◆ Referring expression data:

◆ ◆ ◆

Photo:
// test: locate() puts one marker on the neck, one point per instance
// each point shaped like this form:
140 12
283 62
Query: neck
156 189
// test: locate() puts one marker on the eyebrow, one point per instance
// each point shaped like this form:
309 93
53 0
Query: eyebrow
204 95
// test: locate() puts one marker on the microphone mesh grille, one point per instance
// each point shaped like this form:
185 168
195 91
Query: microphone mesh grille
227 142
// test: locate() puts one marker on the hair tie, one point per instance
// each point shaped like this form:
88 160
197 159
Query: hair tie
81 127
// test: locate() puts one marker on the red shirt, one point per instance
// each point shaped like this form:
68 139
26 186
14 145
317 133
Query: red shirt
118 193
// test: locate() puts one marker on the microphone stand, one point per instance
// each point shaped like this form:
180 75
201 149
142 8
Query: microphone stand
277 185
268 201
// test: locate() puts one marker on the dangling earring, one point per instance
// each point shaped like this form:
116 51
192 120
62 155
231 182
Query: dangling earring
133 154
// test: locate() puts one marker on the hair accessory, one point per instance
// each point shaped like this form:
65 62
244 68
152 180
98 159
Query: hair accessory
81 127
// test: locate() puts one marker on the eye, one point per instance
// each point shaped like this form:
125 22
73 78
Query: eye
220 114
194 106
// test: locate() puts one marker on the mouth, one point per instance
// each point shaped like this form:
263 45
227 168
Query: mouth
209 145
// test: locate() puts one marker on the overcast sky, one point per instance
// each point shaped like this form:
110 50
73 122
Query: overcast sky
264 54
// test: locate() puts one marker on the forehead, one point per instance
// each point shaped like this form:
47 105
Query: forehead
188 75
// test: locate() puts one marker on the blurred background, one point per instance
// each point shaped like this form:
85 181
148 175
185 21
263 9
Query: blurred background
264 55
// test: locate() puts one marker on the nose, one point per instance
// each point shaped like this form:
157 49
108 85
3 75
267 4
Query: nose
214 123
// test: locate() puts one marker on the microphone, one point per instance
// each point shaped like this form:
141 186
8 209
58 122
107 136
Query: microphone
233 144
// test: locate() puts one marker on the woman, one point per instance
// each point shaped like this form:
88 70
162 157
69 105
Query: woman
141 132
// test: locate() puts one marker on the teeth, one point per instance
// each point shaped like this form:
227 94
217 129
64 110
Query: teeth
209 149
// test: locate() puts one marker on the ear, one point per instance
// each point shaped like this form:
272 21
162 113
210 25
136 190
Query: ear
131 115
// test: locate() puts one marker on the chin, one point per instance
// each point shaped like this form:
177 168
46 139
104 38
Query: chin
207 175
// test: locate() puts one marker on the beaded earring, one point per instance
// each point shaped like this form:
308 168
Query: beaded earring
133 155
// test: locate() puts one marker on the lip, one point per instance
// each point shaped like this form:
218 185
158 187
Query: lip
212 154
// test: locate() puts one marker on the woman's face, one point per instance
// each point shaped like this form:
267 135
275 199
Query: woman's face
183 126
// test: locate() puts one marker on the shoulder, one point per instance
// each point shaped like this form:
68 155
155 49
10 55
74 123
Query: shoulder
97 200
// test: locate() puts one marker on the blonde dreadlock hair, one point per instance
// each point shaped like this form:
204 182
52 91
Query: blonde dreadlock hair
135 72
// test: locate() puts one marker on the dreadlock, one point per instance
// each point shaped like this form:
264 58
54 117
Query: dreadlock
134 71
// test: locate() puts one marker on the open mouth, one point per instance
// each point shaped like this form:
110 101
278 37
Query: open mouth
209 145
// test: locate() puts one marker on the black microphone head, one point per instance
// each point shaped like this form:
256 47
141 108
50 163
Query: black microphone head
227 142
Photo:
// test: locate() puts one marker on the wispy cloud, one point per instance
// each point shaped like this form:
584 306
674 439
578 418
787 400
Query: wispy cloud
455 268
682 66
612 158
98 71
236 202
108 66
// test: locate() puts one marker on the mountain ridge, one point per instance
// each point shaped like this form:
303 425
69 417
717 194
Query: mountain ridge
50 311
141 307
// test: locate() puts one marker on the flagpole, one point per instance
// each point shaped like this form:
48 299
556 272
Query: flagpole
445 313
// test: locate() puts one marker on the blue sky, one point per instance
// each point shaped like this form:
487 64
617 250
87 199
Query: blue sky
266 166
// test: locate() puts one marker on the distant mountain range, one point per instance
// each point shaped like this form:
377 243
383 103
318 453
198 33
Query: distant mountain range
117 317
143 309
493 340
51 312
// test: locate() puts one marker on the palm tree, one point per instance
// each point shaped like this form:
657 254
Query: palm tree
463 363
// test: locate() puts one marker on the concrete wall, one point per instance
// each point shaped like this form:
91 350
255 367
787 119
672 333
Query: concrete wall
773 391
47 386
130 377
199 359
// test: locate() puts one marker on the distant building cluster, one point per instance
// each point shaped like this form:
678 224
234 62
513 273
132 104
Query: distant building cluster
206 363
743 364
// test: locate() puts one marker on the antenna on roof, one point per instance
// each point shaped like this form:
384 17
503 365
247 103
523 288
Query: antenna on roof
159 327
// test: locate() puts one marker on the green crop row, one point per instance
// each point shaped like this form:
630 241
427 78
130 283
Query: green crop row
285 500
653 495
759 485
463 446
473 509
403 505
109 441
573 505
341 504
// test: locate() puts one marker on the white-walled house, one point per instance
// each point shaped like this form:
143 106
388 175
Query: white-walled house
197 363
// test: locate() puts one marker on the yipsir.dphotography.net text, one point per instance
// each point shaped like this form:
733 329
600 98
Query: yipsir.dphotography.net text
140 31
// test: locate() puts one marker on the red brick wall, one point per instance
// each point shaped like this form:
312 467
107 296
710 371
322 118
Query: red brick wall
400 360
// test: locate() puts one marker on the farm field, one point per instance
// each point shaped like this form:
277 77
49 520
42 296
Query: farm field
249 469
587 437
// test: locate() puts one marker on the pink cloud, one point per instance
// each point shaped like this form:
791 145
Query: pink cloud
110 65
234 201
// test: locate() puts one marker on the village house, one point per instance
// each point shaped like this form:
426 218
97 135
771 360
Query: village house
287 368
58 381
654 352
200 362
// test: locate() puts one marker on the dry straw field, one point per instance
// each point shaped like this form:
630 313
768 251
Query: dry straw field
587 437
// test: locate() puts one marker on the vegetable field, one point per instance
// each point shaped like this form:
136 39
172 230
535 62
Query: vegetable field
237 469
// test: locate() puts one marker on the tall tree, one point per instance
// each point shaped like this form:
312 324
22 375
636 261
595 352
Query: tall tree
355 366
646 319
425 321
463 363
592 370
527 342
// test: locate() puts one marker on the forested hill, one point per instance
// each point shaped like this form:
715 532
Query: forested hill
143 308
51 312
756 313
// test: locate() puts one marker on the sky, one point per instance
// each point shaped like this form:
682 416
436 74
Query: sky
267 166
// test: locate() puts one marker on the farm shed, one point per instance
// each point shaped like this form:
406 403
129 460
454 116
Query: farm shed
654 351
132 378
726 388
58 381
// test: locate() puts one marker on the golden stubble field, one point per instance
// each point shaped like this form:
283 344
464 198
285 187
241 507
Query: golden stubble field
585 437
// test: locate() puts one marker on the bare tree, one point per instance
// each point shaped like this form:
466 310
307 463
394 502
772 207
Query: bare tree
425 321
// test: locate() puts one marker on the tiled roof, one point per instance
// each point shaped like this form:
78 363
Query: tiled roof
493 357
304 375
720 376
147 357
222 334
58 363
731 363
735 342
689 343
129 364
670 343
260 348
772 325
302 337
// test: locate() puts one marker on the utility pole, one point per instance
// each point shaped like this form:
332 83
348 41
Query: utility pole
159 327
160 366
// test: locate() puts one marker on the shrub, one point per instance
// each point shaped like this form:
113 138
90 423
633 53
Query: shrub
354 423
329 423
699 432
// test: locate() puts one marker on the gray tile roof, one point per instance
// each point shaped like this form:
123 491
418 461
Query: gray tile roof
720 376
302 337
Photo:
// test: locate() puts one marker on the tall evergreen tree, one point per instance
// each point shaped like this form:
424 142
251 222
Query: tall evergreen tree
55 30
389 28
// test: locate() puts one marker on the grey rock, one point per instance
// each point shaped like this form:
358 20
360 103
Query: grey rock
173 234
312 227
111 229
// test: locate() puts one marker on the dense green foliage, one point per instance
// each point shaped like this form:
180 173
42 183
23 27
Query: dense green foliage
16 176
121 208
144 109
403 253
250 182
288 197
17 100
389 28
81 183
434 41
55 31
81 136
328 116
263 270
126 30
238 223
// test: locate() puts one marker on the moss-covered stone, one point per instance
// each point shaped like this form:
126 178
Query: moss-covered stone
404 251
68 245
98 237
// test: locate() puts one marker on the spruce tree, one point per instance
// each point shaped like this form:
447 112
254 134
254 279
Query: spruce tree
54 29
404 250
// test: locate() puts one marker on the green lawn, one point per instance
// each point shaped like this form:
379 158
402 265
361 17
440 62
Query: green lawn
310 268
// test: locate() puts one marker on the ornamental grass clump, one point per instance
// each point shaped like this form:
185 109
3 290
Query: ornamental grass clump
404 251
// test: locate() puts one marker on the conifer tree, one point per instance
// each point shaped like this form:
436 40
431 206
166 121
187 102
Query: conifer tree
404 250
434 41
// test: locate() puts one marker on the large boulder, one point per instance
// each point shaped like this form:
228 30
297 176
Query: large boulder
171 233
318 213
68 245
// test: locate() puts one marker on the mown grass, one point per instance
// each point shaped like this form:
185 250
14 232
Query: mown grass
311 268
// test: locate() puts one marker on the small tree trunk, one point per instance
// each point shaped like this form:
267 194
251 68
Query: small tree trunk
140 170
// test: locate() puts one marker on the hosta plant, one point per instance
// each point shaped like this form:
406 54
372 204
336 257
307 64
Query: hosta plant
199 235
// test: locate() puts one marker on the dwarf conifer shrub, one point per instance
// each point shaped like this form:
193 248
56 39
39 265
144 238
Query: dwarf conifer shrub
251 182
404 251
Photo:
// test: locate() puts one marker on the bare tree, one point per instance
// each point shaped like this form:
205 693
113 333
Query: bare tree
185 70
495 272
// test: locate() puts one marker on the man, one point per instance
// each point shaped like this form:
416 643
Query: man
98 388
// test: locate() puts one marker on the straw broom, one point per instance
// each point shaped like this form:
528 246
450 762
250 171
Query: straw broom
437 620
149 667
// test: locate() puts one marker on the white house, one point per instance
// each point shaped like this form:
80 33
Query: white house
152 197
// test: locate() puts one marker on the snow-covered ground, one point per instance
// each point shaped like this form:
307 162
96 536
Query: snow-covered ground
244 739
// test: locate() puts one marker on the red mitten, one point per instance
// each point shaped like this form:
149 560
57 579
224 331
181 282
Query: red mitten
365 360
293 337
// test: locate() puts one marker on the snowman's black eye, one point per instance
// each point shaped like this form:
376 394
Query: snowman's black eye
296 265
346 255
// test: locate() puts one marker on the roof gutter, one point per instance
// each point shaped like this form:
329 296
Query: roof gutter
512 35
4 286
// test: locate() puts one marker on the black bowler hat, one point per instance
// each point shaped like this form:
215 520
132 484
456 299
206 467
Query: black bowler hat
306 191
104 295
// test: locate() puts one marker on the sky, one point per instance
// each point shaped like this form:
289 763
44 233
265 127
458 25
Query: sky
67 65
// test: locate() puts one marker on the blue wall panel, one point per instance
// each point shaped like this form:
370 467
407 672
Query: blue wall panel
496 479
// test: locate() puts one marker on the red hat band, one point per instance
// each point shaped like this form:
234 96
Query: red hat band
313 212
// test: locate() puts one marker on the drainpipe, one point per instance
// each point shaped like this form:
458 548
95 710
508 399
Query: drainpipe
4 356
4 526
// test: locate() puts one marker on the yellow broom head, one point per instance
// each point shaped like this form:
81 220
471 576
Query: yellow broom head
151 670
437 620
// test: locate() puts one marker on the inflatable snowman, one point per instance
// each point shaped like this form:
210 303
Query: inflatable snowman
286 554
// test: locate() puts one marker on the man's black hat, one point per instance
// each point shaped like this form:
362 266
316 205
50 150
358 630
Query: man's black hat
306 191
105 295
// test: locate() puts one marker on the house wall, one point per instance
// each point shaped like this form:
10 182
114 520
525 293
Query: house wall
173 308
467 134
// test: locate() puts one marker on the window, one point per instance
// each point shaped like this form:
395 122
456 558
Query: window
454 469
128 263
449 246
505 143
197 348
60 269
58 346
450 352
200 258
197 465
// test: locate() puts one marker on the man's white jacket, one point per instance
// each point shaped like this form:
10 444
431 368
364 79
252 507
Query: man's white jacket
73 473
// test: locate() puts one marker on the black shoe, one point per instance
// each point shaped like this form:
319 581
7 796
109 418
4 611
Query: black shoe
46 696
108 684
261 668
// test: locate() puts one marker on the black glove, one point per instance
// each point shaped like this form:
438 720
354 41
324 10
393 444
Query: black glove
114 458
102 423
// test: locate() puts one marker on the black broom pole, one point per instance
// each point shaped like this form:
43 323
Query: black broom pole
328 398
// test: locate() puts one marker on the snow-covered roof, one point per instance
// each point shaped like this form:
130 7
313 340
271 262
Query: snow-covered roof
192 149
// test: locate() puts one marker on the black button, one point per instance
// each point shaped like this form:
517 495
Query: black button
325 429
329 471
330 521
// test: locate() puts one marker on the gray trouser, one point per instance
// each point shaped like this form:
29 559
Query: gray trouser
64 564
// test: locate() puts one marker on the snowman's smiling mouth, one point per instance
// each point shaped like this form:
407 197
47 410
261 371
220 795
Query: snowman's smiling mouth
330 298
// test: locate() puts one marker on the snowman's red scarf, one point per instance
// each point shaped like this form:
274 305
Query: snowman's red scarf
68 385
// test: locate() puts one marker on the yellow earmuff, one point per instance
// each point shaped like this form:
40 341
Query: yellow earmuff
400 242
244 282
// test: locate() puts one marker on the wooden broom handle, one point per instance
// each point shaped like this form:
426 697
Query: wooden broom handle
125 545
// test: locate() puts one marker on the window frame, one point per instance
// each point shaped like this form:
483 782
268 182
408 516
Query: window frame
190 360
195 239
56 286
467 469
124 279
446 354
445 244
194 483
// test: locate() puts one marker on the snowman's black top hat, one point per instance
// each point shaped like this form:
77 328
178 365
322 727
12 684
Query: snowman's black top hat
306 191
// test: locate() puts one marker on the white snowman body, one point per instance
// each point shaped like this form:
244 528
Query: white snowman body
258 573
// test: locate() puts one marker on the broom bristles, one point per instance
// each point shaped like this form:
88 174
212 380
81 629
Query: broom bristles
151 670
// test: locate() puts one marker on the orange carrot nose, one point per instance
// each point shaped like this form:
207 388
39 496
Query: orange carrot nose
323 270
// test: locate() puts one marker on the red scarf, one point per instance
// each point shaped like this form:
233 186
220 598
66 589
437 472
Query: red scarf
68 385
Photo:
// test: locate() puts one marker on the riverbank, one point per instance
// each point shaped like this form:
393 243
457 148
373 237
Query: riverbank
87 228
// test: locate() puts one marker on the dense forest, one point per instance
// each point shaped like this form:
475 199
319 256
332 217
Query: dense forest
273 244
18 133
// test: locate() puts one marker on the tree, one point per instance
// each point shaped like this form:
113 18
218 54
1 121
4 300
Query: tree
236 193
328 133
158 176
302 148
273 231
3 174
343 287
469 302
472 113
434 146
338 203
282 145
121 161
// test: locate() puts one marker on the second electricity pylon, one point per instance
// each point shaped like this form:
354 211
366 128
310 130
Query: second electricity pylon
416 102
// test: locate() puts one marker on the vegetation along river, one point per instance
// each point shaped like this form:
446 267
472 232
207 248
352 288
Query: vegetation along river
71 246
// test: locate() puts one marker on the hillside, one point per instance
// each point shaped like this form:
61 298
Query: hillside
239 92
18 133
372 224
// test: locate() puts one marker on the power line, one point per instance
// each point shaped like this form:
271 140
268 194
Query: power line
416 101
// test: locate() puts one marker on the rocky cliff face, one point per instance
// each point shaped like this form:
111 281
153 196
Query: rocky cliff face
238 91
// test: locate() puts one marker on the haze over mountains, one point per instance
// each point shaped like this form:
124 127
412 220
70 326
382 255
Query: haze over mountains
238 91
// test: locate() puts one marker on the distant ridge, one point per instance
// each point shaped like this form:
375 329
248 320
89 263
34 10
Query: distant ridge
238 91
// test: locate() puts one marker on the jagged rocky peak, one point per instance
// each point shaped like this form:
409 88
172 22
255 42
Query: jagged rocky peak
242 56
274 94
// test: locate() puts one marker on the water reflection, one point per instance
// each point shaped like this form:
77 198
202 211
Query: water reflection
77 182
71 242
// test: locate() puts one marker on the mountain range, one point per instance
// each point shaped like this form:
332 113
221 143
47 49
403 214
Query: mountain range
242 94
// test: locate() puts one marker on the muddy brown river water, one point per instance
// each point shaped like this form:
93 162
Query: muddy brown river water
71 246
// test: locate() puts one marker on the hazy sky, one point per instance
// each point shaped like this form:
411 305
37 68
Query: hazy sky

◆ ◆ ◆

Scan the data above and copy each line containing the word "hazy".

// test: locate() puts one marker on the hazy sky, one point per instance
Query: hazy sky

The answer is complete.